La Fédération CGT des cheminots a rendu public le 5 décembre
un long (20 pages) bilan de sa Commission Exécutive Fédérale, rapport introductif du débat présenté par Bernard Guidou, dont certains extraits ont d’ailleurs ensuite été publiés dans La Tribune du Cheminot.

On notera sans surprise les absences, silences, lacunes révélateurs…
Pas un mot sur les revendications votées en AG, qui unifiaient les cheminots :
• maintien des 37,5 ans de cotisations
• refus des décotes
• refus de l’indexation sur les salaires
on a seulement les formules plus que floues habituelles «  les cheminots exigent le maintien et l’amélioration de notre régime spécial de retraites et de ses droits » (p3), ce qui, sans précision, peut mener à tous les abandons. Par exemple, la polémique fleurit depuis sur les 37,5 ans : Didier Le Reste s’empressant de souligner que la plupart des cheminots  partent déjà avant ce quota. Ce qui est sans aucun doute exact, mais masque le fait que passer à 40 ans va rendre encore plus difficile le départ et rabaisser considérablement les conditions de ce départ (niveau de la pension, en particulier…) Et qu’ainsi on s’éloigne encore  plus de la revendication du mouvement ouvrier qui est « Retraite à 55 ans, 50 ans pour les travaux pénibles, sans aucune condition de trimestres ».
Alors que ces trois revendications avaient fait l’unité, avaient été votées massivement dans toutes les AG, pas un mot dans le document, disparu, évaporé… C’est bien ce qu’on a vu lors de l’ouverture des négociations, et ce dans quoi SUD-Rail a également  plongé…

BTDLR.jpg- Le document développe longuement pour réfuter les prétendues oppositions entre la confédé et la fédération, à juste titre. Voilà belle lurette que sur ce blog nous répétons que l’équipe Le Reste ne vaut pas mieux que l’équipe Thibault. Mais, alors que le document est assez détaillé dans la chronologie du conflit, on constate (toujours sans surprise) qu’il n’y a pas un mot sur la fameuse intervention de B.Thibault le 13 au soir (quelques heures avant le début de la grève), sa réception par Fillon, et l’acceptation de la négociation entreprise par entreprise… Et oui, les sujets qui fâchent il vaut  mieux les « oublier », les « effacer » de la photo comme s’ils n’avaient jamais existés. Vieilles méthodes de manipulation et de traficotage de l’histoire toujours bien à l’honneur dans notre confédération…

- Le document se gargarise ensuite du « certain nombre de mesures arrachées dans cette négociation qu’il nous faut apprécier comme des avancées car elles sont le résultat du rapport de forces » (p13). Là encore, c’est de la manipulation : ces mesures avaient été annoncées par Idrac avant le début du conflit, comme contreparties de l’acceptation de la réforme… Comment faire prendre des vessies pour des lanternes, il faut être bien naïf, ou bien aveugle pour se laisser prendre à ce bavardage. Le document de la CEF a au moins la décence de reconnaître que « le compte n’y est pas ». C’est le moins qu’on puisse dire ! Les cheminots apprécieront de se retrouver avec une réforme votée, des négociations enlisées et sans vraie perspective de lutte sur la question. On a engagé un conflit qu’on savait important, les travailleurs étaient prêts, et au lieu d’aller de l’avant, on a tout fait pour empêcher l’élargissement du conflit, son renforcement, les liens entre dépôts et assemblées…

Le document passe (évidemment) rapidement sur la reprise et les conditions dans lesquelles elle s’est faite (p11). Pas un mot sur la position défendue par la fédé, sur ce qu’ont défendu les responsables CGT dans les AG. Mais une approbation de la reprise : « les AG suspendent le mouvement pour maintenir le rapport de force intact afin de peser sur les négociations à venir ». Ouahhh, que c’est beau « la poursuite de la lutte sous une autre forme » (ça c’était la formule consacrée des trahisons précédentes). Et aujourd’hui, là, le 18 décembre, il est où  le rapport de force intact ? Et le rapport de force intact, il a donné quoi le 13, sinon l’annulation honteuse en dernière minute d’une journée bidon qui s’annonçait comme une débâcle ?

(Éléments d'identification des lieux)
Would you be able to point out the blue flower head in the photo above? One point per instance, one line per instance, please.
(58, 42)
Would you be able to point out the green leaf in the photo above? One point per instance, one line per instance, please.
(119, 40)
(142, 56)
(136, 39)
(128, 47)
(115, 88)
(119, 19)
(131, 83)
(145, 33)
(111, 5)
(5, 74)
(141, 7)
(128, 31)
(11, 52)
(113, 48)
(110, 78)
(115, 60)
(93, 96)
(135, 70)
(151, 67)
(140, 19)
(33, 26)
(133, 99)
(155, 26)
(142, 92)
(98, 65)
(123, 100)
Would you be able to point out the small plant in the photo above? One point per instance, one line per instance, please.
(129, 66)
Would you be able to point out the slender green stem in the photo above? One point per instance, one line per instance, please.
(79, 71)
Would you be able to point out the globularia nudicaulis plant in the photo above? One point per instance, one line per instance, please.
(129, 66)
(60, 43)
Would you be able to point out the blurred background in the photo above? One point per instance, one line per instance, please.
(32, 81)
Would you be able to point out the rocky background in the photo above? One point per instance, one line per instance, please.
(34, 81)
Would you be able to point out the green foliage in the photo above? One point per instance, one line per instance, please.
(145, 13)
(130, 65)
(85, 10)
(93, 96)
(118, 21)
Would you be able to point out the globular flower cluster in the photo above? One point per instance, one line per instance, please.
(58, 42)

Défi A →
Dans le passage sur le bilan de la Fédération CGT des cheminots, relevez les revendications votées en AG dont le document ne dit pas un mot.
Défi B →
Reprenez le passage sur le bilan de la Fédération CGT des cheminots à la suite de sa dernière phrase et poursuivez-le.
Les enregistrements forment un matériau distinct du passage.

Résultat de l'exercice A →
- maintien des 37,5 ans de cotisations
- refus des décotes
- refus de l'indexation sur les salaires

Résultat de l'exercice B →
La fédération se « félicite au  passage la lucidité des militants, des syndiqués et plus largement des cheminots ». Et vous savez pour quoi ? Allez, un petit effort, un peu d’imagination, quoi… Non, vraiment ?
Parce que cette action a « permis de libérer le peuple français de l’omniprésence dans les médias pendant 8 jours du président de la République ». Sans déconner, c’est écrit (p11). Donc les cheminots n’ont rien gagné, ont repris sur une trahison sans un kopek, mais ils peuvent être fiers d’avoir empêché Sarko d’être passé à la télé… On croit rêver ! Voilà sûrement ce qui va faire bouillir la marmite, et c’est sûrement la fierté du devoir accompli qui permettra à nos camarades de rester au boulot cinq ans de plus !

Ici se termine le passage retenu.